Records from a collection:
:::::

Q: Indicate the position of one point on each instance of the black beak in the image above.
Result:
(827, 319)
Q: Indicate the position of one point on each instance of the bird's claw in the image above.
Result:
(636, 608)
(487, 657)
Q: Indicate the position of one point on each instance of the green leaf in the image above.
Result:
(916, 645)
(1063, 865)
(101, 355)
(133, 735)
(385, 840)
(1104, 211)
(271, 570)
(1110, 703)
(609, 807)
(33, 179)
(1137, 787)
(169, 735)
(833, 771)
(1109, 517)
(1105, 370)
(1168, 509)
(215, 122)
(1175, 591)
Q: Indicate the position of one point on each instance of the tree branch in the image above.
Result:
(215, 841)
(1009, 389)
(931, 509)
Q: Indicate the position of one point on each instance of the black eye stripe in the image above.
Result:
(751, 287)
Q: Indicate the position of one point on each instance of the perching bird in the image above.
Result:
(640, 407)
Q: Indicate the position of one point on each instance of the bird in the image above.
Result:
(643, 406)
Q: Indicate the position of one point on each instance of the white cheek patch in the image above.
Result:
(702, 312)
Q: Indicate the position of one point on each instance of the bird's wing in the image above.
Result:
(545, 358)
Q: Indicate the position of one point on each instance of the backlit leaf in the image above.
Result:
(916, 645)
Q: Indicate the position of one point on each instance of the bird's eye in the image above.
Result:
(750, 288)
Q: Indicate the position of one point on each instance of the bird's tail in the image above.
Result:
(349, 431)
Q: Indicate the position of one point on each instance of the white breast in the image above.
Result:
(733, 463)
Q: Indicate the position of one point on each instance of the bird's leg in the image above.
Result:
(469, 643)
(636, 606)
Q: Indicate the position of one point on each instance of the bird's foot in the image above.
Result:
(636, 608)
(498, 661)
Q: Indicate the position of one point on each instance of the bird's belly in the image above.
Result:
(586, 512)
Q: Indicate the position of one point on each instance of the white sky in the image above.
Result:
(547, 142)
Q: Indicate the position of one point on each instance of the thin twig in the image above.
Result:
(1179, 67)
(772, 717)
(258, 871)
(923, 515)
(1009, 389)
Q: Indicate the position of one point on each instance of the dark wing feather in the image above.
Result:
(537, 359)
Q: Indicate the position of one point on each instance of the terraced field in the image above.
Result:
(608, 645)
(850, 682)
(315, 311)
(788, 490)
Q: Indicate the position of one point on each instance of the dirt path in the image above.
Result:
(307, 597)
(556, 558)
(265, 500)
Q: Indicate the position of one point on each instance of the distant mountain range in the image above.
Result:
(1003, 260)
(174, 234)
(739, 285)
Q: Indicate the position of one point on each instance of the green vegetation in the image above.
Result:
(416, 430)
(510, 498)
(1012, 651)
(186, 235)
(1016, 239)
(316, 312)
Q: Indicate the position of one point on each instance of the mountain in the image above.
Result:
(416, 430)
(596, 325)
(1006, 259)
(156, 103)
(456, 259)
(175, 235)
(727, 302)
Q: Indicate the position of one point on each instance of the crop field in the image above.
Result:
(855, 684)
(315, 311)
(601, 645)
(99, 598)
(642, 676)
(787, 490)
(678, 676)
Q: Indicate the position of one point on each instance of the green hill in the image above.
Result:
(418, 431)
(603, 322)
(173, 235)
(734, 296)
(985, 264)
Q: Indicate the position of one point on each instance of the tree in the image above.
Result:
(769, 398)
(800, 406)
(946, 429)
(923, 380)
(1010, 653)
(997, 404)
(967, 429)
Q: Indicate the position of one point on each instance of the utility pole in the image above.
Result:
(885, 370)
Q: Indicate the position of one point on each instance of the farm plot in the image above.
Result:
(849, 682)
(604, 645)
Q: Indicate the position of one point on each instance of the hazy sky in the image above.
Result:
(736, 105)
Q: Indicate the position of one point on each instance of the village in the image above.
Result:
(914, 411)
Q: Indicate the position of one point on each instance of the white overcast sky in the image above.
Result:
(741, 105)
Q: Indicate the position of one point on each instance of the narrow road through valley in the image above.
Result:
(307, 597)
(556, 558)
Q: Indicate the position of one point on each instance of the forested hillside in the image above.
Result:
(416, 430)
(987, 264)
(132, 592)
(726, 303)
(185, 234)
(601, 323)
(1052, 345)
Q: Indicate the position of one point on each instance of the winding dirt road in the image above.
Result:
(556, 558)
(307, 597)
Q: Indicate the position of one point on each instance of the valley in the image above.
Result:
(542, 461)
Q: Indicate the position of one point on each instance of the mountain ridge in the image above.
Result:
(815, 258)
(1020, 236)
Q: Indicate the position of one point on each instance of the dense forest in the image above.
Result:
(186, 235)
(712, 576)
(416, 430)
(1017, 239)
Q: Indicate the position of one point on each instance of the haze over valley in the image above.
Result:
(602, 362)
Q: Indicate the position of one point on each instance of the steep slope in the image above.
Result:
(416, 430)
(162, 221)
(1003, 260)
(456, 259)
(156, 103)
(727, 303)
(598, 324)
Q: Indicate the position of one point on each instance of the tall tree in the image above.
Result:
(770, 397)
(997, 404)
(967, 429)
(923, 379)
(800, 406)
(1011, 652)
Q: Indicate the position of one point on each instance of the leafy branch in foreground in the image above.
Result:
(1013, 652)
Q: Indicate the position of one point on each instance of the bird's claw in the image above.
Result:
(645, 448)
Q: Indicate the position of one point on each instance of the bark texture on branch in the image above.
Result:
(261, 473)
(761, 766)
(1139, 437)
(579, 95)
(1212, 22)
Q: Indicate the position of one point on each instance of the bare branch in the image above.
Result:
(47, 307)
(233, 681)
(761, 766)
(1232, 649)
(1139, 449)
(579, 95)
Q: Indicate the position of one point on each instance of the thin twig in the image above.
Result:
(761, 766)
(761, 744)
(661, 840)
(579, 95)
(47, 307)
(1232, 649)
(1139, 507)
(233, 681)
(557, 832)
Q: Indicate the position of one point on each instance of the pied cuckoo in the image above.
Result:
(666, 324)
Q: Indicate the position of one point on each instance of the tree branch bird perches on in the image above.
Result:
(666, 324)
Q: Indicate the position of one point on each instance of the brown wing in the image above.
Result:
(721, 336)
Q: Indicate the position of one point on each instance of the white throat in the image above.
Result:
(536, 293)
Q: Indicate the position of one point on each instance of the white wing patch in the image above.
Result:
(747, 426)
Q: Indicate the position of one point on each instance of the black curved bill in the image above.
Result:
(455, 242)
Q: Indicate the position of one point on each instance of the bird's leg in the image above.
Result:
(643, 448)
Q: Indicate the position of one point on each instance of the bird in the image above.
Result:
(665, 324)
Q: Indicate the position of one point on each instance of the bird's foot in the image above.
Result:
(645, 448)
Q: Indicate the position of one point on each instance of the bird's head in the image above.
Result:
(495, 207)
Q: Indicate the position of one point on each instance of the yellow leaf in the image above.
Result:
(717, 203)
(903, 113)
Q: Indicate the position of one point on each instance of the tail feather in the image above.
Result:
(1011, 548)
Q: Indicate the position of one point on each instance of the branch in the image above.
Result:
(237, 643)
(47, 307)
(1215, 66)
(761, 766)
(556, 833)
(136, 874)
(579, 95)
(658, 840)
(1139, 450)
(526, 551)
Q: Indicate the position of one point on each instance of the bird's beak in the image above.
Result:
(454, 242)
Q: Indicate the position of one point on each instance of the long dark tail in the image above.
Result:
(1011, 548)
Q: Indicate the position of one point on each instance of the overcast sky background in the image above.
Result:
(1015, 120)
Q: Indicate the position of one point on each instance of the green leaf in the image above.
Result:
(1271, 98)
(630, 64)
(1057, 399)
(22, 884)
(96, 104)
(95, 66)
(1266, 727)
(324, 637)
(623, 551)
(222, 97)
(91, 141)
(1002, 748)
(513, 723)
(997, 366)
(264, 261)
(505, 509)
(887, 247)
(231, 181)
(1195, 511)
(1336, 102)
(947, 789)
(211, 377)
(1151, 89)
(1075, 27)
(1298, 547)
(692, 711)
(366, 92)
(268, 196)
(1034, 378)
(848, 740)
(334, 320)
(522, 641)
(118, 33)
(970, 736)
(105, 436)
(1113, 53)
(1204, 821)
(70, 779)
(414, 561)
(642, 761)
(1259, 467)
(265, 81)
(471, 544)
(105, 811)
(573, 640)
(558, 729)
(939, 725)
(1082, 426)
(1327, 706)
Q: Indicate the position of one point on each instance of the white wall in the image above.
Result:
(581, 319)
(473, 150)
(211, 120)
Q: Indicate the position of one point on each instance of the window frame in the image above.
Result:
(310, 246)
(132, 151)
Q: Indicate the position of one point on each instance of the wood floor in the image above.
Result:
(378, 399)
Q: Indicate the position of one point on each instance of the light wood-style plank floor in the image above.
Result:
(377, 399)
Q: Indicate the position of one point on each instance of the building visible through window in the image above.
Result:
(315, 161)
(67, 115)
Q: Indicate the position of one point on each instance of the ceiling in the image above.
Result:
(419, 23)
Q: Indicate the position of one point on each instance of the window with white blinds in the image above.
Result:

:::::

Directive → Find "wall in the image above." in the data above, then repeat that line and all lines after it exactly, ending with the final line.

Output →
Q: Indicate the position of one point on each instance of the white wall in the image above.
Result:
(581, 319)
(473, 150)
(211, 120)
Q: Indicate the position of one point on each instance of the window frame in the image above.
Result:
(310, 246)
(132, 151)
Q: Indicate the position of one point on each instance of the wood floor in the image above.
Result:
(378, 399)
Q: Indicate the position of one point on each instance of the light wood-style plank floor in the image above.
Result:
(377, 399)
Q: Indicate the position of one point on each instance of the building visible through window in the image above.
Result:
(315, 161)
(67, 115)
Q: Indicate the position of one point on each instance of the ceiling in the image above.
Result:
(419, 23)
Q: Indicate the position of one point on each instance of the window with white blinds in the image above.
Result:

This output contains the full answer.